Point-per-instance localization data
+---+

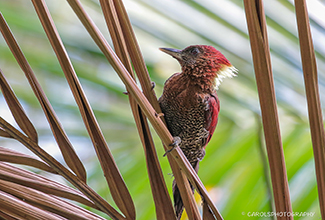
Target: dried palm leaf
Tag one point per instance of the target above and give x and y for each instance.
(312, 92)
(264, 79)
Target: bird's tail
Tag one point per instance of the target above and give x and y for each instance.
(178, 202)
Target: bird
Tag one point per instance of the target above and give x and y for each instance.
(190, 104)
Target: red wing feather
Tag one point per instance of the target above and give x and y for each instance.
(211, 116)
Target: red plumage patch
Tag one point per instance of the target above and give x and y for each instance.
(212, 116)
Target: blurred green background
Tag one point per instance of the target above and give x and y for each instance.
(232, 169)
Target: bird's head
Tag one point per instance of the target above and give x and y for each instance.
(201, 61)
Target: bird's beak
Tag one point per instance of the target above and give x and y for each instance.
(173, 52)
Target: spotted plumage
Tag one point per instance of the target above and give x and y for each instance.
(190, 103)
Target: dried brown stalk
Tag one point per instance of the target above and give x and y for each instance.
(67, 150)
(313, 100)
(74, 180)
(7, 155)
(164, 208)
(264, 79)
(117, 186)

+---+

DIRECTIONS »
The answer is every line in the data where the word "bird" appears.

RESPONSE AREA »
Target: bird's tail
Target: bird
Target: bird's head
Target: bird's beak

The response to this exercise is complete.